Start of INFORMATION PROVIDED

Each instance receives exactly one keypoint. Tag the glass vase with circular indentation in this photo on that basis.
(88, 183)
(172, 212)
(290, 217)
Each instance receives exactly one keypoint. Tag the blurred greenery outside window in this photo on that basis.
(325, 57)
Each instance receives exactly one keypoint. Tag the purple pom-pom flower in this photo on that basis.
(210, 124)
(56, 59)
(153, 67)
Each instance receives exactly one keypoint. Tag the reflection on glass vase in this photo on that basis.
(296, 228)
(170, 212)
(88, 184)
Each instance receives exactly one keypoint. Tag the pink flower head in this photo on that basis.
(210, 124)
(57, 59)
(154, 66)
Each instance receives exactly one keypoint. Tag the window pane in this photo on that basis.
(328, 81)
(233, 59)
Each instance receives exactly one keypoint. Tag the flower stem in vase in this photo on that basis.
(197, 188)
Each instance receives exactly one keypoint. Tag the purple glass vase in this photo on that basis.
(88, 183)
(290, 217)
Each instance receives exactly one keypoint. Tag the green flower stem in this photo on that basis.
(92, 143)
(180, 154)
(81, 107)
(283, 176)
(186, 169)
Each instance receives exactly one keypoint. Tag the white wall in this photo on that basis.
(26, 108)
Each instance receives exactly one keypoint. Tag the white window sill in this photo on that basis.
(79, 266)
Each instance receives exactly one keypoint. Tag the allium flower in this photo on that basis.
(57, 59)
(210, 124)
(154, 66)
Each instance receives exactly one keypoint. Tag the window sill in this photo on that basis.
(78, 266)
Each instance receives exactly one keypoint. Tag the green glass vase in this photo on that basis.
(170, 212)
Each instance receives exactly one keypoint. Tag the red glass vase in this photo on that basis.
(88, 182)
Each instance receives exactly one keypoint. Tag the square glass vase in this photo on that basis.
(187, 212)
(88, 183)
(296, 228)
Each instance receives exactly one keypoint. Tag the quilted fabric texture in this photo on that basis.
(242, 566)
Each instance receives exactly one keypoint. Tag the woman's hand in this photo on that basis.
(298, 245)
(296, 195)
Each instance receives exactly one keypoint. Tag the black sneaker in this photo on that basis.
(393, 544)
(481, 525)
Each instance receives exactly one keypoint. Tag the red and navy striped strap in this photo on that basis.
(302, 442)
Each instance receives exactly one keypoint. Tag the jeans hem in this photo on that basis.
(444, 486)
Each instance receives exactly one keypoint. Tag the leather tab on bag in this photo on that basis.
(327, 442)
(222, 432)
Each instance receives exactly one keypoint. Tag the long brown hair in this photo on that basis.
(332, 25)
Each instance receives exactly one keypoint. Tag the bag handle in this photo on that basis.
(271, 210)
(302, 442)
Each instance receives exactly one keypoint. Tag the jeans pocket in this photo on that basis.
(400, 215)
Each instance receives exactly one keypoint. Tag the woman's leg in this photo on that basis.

End of INFORMATION PROVIDED

▶ GIVEN PROBLEM
Write out the lines above from the one containing "Each instance receives exactly one keypoint. Tag the flower" through the last, exactly as they are.

▶ EXERCISE RESPONSE
Each instance receives exactly one keypoint. Tag the flower stem in vase in this photo on that basis.
(197, 188)
Each instance receives exactly one keypoint. Tag the purple glass vase in this photo on that basis.
(88, 183)
(290, 217)
Each instance receives exactly one keypoint. Tag the green flower stem in this photo on that basis.
(92, 143)
(180, 154)
(81, 107)
(283, 176)
(186, 169)
Each instance receives exactly one keypoint. Tag the white wall in this photo on that basis.
(26, 108)
Each instance receives exactly one keypoint. Tag the white window sill in this photo on that basis.
(79, 266)
Each instance receives exactly one keypoint. Tag the allium flower in this photo on that basis.
(57, 59)
(210, 124)
(154, 66)
Each instance receives exactly one keypoint. Tag the window sill in this photo on that basis.
(78, 266)
Each instance receives exactly one keypoint. Tag the green glass vase in this photo on that basis.
(170, 212)
Each instance receives exactly one keypoint. Tag the red glass vase in this photo on that basis.
(88, 182)
Each instance receives exactly one keypoint. Tag the square glass vase in this photo on that basis.
(187, 212)
(88, 183)
(296, 228)
Each instance receives exactly one keypoint. Tag the quilted fabric texture in this photo on that basis.
(242, 566)
Each instance receives exactly one keypoint. Tag the woman's hand in this photo on that basis.
(298, 245)
(296, 195)
Each instance receives exactly one keypoint. Tag the black sneaker in this photo on that basis.
(393, 544)
(481, 525)
Each instance receives exactly one keypoint. Tag the red and navy striped strap in this photo on that basis.
(302, 442)
Each instance receives exactly one keypoint. Tag the jeans hem in this photo on that basis.
(444, 486)
Each instance receives exactly one keypoint. Tag the leather tab on bag in this photo on that basis.
(327, 442)
(222, 432)
Each instance receives exactly one keypoint. Tag the long brown hair in this photo on that basis.
(332, 25)
Each instance receives exactly one keypoint. Tag the bag handle in this photo on that basis.
(271, 210)
(302, 442)
Each instance receives exactly one keypoint. Tag the jeans pocket in this photo on that basis.
(400, 215)
Each instance receives exactly one keypoint. Tag the woman's leg in this photo on that basis.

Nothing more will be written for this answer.